M. Michel Boutant, co-rapporteur pour avis. – La situation est tendue, nous le vérifions sur le terrain au quotidien. 2013 a été une année blanche, sans renouvellement de matériel. Sur le terrain, les vieux véhicules sont cannibalisés pour pouvoir trouver les pièces nécessaires !

Dans de nombreuses casernes domaniales, comme à Satory par exemple, comme nous avons pu le constater lors d’une visite avec notre collègue Gérard Larcher, mais aussi à Melun, les logements affectés aux gendarmes sont dans un état lamentable. Il n’y a pas eu d’investissement en 2013 pour remédier à ce problème, mais 9 millions sont inscrits au budget 2014, et 6 millions pour la construction de nouvelles casernes locatives.

Concernant le montant des loyers, leur baisse peut constituer une difficulté pour les collectivités, qui ont souscrit des emprunts et calculé le montant des loyers pour qu’il couvre leurs annuités. Et tous les types de collectivités sont concernés.

S’agissant de la réserve opérationnelle de la Gendarmerie, le budget a baissé de 5 millions d’euros. Or, leur rôle sur le terrain est extrêmement important, c’est même l’exemple le plus abouti en matière de réserves ! Quelle sera son activité à l’avenir ?

Je voudrais également revenir sur la surveillance des centrales nucléaires par la gendarmerie nationale. Si des membres pacifistes d’organisations non gouvernementales signalent la faiblesse de la surveillance et parviennent à s’y introduire, alors quid des personnes malintentionnées ?

> **DONNÉES SOURCES**

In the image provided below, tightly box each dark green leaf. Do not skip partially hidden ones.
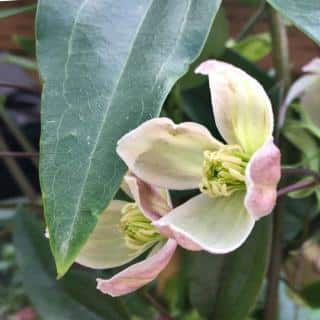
[178,7,229,90]
[13,36,36,57]
[268,0,320,45]
[37,0,221,276]
[0,4,36,19]
[1,54,37,70]
[14,210,128,320]
[190,217,271,320]
[300,280,320,308]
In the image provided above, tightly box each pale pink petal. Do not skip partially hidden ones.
[302,58,320,74]
[97,239,177,297]
[117,118,222,190]
[156,225,202,251]
[76,200,152,269]
[195,60,273,154]
[153,192,254,254]
[125,175,171,221]
[245,139,281,220]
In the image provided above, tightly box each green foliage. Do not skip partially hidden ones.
[190,218,271,320]
[229,33,271,62]
[279,282,320,320]
[268,0,320,45]
[0,4,36,19]
[15,209,129,320]
[37,0,220,276]
[178,7,229,90]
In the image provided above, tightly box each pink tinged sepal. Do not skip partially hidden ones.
[124,174,172,221]
[245,138,281,220]
[97,239,177,297]
[195,60,273,155]
[153,192,254,254]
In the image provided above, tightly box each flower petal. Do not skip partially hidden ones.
[125,175,171,221]
[153,192,254,253]
[97,239,177,297]
[245,139,281,220]
[76,200,152,269]
[153,223,202,251]
[117,118,221,190]
[195,60,273,154]
[302,58,320,74]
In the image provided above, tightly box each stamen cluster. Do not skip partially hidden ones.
[200,145,249,197]
[120,203,163,250]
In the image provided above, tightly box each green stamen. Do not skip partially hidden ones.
[200,145,249,197]
[120,203,163,250]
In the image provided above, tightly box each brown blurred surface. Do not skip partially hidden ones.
[0,0,320,74]
[223,0,320,74]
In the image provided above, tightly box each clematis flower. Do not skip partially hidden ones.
[284,58,320,128]
[117,60,280,253]
[76,175,177,297]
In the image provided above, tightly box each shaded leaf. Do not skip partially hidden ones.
[37,0,221,276]
[190,217,271,320]
[0,4,36,19]
[14,210,128,320]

> **CONSIGNE**
Donnez la suite du texte extrait sur la gendarmerie, à partir de sa dernière phrase. Le listing n'a aucun rôle à jouer ici.

> **RÉPONSE CI-DESSOUS**
Enfin, pourriez-vous faire un état des lieux du rapprochement entre police et Gendarmerie ?

M. Gérard Larcher, co-rapporteur pour avis. – On constate une accélération des gels et surgels, le budget que nous votons n’est que théorique ! En cours d’année, il faudra geler les dépenses. Le parc de véhicules ne pourra être renouvelé entièrement qu’en plus de 13 années, à la vitesse de l’année 2014, or c’est une nécessité car c’est un vecteur de la présence territoriale !

Quid des moyens aériens et du renouvellement du parc d’hélicoptères avec le remplacement des hélicoptères mono-turbines par de nouveaux modèles ? À quelle échéance ?

Quid des véhicules blindés, de leur rôle et de leur place ?

S’agissant des casernes domaniales, le ministre de l’intérieur M. Manuel Valls a reconnu qu’il faudrait 100 millions d’euros par an dédiés à ce sujet. Prévoyez-vous une programmation pluriannuelle ?

Les moyens dédiés aux OPEX sont au même niveau que l’an dernier, pourriez-vous rappeler le rôle des gendarmes qui sont en OPEX aujourd’hui ?

Concernant le carburant, il n’y a plus, aujourd’hui, de quête auprès des collectivités territoriales, néanmoins la tentation est parfois là. On constate un mode de traitement différent entre les secteurs police et Gendarmerie !

Lors de la discussion de la loi Duflot sur le logement social, je suis intervenu pour que les moyens immobiliers de la Gendarmerie ne soient pas vendus de façon symbolique, car une partie des recettes doit être affectée à l’amélioration de l’immobilier domanial.

Enfin, soyons assurés que nous, les représentants de la nation, sommes attentifs aux hommes et femmes qui servent dans la Gendarmerie !

Général Denis Favier – J’ai une vision optimiste de la place de la Gendarmerie dans l’appareil de sécurité national, notamment lorsque je vais sur le terrain à la rencontre des hommes et femmes qui servent au sein de l’institution, parfois dans des situations très difficiles, comme en Guyane. Je suis néanmoins inquiet sur l’exécution budgétaire. La question centrale est celle du paiement de factures d’énergie sans levée de mise en réserve. Afin de régler ces dépenses, je suis aujourd’hui contraint de reporter le paiement de loyers dus aux collectivités.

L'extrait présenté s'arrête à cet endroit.